Problem to solve: Rewrite the data below from its start through the line containing "[[[159,27],[158,28],[158,33],[170,38],[170,27]]]", inclusive, keeping the requests unchanged. Scale every polygon vertex coordinate in the answers by 2.6, rounding to whole numbers with halves going up, and omit the pictures.

Rows from a segmentation dataset
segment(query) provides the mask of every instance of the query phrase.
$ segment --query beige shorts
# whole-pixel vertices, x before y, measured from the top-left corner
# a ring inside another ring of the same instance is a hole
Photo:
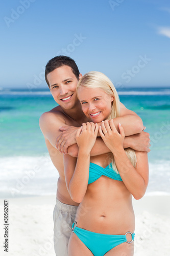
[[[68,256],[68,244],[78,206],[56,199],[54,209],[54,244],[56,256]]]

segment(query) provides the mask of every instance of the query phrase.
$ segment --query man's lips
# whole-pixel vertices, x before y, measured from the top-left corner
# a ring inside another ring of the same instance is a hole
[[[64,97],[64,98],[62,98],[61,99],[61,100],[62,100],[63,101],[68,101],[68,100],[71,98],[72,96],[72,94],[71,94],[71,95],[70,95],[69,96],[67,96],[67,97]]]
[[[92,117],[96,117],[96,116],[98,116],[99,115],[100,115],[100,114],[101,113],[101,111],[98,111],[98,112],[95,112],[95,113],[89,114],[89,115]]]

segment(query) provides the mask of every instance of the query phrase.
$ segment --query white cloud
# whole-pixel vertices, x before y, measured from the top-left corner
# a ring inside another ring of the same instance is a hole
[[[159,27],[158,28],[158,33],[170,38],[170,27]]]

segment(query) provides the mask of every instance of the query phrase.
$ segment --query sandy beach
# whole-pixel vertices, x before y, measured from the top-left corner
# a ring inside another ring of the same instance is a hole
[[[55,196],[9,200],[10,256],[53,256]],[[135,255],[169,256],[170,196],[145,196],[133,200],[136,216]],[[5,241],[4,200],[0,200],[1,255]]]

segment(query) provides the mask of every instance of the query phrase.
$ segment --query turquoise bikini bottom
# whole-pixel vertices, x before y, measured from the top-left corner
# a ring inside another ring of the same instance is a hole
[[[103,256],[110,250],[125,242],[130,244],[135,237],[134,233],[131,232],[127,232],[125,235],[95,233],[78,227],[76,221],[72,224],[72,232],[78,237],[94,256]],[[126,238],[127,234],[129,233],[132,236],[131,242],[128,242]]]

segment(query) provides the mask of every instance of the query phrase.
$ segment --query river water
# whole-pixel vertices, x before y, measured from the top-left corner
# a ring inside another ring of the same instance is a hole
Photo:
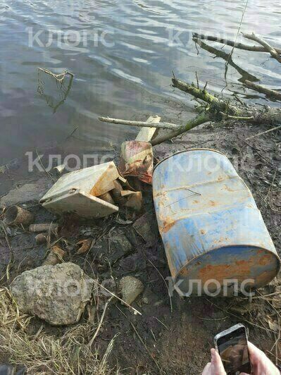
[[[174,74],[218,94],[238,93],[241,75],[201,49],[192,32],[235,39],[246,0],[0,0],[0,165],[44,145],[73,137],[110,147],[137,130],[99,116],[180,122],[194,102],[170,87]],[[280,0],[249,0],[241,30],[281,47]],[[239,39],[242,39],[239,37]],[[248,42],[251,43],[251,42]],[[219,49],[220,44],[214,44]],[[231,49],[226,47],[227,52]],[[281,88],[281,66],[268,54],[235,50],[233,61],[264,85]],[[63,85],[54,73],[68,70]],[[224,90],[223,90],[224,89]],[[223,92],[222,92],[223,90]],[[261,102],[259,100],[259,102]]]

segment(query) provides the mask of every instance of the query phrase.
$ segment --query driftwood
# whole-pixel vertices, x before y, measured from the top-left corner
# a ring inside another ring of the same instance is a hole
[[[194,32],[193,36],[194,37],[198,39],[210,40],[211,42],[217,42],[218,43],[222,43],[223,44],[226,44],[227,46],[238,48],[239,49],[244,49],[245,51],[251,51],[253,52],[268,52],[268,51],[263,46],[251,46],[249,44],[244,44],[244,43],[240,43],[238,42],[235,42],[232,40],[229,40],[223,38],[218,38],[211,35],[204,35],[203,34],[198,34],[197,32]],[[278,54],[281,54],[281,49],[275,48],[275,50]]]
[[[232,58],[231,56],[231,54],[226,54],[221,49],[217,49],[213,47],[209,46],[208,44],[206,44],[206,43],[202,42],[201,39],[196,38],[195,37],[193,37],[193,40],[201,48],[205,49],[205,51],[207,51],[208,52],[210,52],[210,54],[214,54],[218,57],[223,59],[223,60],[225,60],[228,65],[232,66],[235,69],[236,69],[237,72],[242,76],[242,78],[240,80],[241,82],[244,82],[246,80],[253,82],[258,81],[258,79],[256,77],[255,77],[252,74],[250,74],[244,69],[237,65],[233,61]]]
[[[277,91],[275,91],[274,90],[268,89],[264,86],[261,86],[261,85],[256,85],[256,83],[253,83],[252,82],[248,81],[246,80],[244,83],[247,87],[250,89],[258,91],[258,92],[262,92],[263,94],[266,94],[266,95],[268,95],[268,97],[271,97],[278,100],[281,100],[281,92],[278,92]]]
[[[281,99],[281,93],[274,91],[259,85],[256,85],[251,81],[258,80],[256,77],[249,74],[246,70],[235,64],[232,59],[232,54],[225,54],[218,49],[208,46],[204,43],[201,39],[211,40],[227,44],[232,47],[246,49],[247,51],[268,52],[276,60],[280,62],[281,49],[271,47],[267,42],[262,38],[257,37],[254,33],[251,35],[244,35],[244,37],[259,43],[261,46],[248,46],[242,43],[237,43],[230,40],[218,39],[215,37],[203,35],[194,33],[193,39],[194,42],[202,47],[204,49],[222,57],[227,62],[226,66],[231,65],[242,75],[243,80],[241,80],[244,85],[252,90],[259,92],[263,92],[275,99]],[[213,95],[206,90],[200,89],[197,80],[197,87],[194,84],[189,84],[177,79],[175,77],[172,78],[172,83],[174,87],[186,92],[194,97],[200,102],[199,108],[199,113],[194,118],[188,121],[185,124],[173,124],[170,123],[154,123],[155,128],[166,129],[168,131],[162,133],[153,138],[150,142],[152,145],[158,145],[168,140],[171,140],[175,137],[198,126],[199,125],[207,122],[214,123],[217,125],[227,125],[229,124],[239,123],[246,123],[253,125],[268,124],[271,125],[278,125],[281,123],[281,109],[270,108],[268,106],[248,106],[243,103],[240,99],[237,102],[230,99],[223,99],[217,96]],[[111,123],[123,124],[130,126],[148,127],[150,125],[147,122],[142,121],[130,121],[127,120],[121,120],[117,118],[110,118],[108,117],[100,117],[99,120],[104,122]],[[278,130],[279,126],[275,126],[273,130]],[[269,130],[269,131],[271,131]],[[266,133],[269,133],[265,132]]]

Response below:
segment(query) provides the mask of every instance of the query phrase.
$ segment --query beige shorts
# whole-pixel vertices, x before y, measured from the top-left corner
# a ring inside another ring of the same instance is a hole
Photo:
[[[177,666],[177,634],[203,536],[146,517],[140,543],[140,634],[146,666]]]

segment(query) provides the mask of every instance of the query phrase.
$ segment --query man's lips
# whole-pixel vertices, x before y, measured from the top-left corner
# a ring inside another ring of the same instance is a hole
[[[166,252],[166,255],[161,255],[159,257],[159,260],[161,260],[164,263],[177,263],[177,260],[185,255],[187,250],[187,244],[185,244],[185,247],[182,247],[179,250],[174,250],[174,252]]]
[[[239,304],[250,304],[250,302],[255,302],[257,299],[260,299],[260,296],[263,294],[263,289],[255,289],[255,291],[247,291],[247,294],[231,296],[231,299]]]

segment(query) provides the mask of every instance of the query phrase.
$ segment --query white cloud
# whole-pixel vertices, x before y, measured from the top-left corner
# a ring inside another ring of the same instance is a hole
[[[413,70],[411,73],[411,86],[442,99],[442,70]]]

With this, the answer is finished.